**LISTED RECORDS:**
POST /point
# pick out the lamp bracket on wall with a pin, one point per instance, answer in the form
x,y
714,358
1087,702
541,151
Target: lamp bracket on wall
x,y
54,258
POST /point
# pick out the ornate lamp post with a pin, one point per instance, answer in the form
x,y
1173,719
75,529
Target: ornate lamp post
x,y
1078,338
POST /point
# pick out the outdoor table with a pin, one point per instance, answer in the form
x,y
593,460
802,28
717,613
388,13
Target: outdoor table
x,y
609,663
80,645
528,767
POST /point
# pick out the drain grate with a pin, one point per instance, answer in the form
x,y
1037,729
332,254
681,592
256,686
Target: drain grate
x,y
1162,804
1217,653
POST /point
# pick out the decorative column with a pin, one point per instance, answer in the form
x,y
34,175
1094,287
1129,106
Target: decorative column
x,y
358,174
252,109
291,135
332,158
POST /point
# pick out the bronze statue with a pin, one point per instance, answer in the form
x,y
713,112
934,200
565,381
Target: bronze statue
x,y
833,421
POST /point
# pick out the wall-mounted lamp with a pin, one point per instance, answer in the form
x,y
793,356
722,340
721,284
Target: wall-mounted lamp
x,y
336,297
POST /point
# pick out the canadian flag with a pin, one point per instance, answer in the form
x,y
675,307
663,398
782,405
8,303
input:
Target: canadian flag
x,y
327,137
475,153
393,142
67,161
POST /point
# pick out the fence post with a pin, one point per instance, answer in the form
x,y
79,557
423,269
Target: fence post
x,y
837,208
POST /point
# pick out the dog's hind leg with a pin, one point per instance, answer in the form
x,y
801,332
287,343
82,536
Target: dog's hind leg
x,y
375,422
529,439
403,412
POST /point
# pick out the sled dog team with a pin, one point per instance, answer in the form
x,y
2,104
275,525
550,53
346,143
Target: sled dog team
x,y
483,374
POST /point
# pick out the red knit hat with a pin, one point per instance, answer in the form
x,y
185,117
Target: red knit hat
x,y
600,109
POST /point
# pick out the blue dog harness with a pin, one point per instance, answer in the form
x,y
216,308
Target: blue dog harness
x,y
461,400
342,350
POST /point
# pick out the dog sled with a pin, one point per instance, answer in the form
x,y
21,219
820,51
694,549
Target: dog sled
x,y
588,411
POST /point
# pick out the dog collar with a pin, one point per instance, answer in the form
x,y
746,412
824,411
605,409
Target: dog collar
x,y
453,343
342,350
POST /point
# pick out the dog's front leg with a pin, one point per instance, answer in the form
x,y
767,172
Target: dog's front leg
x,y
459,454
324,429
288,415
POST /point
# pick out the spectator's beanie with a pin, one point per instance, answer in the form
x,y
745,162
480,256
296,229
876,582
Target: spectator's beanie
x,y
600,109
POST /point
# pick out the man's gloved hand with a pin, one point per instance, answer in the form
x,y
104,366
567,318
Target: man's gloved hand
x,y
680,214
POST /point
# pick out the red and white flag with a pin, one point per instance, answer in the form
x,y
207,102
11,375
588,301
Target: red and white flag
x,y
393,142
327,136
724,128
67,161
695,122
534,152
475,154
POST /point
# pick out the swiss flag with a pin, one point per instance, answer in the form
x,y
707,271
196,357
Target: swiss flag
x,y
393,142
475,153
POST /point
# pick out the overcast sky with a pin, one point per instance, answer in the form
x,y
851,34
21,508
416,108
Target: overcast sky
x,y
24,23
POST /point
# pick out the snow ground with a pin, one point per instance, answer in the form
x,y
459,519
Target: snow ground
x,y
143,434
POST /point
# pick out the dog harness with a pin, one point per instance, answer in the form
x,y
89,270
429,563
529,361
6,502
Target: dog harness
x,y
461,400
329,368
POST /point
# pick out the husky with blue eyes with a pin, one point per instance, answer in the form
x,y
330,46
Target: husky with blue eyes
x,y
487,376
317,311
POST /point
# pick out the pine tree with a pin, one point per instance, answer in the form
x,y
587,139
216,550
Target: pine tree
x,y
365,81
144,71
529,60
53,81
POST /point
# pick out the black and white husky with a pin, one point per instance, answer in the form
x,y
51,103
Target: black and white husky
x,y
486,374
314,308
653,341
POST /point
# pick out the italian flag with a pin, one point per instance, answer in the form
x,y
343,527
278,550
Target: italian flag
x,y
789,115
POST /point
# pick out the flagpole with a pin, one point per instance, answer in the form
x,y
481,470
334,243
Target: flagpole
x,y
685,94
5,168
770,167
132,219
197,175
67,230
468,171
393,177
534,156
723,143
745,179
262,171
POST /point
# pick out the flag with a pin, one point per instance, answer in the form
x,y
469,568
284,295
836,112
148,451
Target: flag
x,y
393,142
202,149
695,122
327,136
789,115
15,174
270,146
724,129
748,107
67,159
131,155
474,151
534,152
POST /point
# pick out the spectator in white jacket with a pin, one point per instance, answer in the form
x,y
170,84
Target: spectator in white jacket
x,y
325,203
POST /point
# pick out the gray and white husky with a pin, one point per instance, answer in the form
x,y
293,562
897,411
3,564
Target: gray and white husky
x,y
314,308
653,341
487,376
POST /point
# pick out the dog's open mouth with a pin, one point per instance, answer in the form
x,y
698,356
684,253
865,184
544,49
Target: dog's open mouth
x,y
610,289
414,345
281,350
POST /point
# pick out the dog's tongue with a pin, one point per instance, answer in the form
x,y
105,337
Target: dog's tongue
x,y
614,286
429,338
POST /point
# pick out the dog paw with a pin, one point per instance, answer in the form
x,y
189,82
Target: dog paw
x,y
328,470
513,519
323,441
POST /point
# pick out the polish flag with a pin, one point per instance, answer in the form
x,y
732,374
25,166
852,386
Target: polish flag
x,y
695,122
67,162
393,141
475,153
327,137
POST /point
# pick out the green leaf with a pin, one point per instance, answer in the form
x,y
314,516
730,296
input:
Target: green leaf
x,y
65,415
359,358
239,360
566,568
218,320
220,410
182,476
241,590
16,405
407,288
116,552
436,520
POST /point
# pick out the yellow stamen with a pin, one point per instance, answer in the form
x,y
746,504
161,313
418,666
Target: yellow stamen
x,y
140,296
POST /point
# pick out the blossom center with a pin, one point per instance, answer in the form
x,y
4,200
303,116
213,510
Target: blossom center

**TASK DETAILS:**
Copy out every line of the data where the word "blossom" occurs.

**YOUR RESPONSE:**
# pick out the blossom center with a pin, one point per instance, answer in the form
Target: blossom center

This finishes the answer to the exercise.